[Location identification items]
----------------

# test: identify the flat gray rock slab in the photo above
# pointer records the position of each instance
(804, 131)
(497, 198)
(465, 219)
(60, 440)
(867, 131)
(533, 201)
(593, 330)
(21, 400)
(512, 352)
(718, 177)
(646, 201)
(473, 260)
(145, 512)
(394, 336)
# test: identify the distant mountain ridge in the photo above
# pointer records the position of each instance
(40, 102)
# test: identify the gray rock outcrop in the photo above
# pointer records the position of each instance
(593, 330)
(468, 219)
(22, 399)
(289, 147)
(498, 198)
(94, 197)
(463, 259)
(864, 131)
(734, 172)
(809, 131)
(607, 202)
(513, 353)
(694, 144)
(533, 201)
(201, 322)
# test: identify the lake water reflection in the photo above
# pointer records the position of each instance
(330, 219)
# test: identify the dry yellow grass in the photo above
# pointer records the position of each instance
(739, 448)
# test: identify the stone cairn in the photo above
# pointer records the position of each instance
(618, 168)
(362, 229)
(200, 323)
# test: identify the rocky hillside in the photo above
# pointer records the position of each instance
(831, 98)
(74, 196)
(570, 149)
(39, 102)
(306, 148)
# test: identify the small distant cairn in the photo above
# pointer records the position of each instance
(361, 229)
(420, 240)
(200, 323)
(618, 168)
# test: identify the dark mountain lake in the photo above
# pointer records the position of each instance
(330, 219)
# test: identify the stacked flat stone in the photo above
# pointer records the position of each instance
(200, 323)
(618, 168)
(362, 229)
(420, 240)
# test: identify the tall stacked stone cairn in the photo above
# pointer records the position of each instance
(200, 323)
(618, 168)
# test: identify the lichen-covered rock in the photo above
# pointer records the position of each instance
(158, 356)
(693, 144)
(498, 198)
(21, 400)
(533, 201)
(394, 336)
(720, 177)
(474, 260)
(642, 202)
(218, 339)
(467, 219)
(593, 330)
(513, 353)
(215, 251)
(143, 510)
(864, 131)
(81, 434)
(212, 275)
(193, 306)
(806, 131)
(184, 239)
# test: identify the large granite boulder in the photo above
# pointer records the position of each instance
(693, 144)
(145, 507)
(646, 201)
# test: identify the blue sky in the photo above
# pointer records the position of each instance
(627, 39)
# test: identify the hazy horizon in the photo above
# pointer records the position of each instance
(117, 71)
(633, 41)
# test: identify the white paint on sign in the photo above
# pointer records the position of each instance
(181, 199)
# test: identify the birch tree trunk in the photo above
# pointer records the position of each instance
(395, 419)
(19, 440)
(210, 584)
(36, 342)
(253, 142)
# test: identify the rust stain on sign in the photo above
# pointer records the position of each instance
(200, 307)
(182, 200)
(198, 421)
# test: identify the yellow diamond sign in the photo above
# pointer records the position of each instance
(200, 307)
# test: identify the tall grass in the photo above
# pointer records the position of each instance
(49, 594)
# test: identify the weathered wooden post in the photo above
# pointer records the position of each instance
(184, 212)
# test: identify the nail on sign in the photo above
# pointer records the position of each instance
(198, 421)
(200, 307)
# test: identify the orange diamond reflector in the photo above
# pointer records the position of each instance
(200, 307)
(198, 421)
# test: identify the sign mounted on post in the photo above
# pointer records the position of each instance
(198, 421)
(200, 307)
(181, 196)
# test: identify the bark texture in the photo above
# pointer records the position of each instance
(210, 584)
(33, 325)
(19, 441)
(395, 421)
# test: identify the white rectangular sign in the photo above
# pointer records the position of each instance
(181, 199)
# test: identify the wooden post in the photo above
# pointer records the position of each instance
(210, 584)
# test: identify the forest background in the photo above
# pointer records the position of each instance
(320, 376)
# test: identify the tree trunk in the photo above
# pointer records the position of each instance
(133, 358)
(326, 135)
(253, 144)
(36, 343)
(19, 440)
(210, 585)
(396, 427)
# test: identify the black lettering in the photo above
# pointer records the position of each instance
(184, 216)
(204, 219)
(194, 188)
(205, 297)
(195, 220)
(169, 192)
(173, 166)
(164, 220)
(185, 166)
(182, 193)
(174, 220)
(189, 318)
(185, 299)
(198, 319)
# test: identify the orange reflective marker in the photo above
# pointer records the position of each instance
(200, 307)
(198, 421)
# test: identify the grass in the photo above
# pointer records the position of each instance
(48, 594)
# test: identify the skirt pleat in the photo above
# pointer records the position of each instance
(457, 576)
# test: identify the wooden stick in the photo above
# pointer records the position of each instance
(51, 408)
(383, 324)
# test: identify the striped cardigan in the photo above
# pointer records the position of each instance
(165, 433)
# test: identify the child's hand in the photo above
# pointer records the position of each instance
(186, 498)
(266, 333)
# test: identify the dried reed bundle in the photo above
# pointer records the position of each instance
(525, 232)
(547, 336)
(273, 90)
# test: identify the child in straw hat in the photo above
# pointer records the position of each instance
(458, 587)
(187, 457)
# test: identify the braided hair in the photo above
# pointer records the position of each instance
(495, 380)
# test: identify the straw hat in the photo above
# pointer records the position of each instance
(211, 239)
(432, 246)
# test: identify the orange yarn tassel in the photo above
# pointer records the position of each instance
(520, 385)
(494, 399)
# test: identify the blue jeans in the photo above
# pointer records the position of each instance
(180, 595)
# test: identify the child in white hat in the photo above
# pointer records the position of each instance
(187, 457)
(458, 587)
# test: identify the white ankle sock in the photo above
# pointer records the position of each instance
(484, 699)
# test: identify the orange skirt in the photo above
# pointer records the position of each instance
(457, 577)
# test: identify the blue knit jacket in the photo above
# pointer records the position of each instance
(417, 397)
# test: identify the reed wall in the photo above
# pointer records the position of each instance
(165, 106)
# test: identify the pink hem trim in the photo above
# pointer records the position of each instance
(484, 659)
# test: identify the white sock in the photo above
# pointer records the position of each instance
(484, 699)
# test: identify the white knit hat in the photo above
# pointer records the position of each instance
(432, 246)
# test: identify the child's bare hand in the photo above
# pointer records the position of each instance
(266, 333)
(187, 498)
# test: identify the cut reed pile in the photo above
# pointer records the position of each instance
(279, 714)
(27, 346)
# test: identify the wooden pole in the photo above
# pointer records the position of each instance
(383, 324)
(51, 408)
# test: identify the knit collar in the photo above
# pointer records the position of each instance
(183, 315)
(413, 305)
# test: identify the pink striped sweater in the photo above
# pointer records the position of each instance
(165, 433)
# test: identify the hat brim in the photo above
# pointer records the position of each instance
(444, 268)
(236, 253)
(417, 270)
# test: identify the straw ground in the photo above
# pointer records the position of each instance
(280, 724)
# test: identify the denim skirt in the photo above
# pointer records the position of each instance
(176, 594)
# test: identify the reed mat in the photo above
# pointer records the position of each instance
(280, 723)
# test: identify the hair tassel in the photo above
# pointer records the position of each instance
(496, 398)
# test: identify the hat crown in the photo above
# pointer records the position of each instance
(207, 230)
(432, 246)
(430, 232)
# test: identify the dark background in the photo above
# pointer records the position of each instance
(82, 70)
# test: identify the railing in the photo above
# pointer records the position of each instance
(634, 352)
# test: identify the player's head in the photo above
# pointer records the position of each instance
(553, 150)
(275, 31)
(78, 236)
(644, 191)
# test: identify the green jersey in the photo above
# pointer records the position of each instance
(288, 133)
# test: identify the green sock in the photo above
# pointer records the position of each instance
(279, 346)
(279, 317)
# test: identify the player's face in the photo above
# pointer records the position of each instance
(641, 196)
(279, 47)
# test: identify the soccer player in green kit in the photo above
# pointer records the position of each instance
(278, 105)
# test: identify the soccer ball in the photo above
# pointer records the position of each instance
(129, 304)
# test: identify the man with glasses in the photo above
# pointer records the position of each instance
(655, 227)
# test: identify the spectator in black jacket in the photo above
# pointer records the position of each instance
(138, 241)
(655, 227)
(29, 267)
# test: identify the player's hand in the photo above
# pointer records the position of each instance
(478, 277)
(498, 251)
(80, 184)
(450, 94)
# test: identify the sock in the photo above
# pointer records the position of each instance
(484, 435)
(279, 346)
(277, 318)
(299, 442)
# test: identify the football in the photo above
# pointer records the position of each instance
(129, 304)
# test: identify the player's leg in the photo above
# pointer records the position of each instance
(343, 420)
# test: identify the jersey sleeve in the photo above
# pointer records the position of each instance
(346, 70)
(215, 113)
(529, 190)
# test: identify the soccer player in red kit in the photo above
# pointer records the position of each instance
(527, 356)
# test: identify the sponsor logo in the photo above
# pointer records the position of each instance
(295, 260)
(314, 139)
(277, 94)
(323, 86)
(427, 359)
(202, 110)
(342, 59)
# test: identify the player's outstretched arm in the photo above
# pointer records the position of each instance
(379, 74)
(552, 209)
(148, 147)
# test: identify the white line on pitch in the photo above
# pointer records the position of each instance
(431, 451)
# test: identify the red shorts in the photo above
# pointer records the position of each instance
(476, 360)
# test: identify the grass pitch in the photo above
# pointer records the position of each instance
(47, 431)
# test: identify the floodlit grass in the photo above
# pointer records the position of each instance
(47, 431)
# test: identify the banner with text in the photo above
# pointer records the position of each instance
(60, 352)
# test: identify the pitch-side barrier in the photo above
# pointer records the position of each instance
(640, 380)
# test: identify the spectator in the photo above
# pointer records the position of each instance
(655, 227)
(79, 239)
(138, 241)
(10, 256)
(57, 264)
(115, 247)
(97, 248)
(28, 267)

----------------

### Task statement:
Repeat only the stretch of lines that opens with the line containing "# test: identify the white line" and closes with the final line of the entries, both included, exactly as written.

### Solution below:
# test: identify the white line on pitch in the photo above
# pointer records the position of each instance
(431, 451)
# test: identify the red shorts in the photo above
# pointer records the position of each instance
(476, 360)
# test: identify the grass pitch in the photo above
# pointer records the position of each instance
(47, 431)
# test: identify the floodlit grass in the photo above
# pointer records the position of each instance
(47, 431)
# test: identify the banner with text in the photo above
# pointer records the position of each instance
(60, 352)
# test: identify the pitch-side barrier in the photo above
# pointer records the position of each instance
(640, 380)
# test: identify the spectator in the photo above
# pointer records the position of each instance
(655, 227)
(79, 239)
(138, 241)
(10, 256)
(57, 264)
(115, 247)
(97, 248)
(28, 267)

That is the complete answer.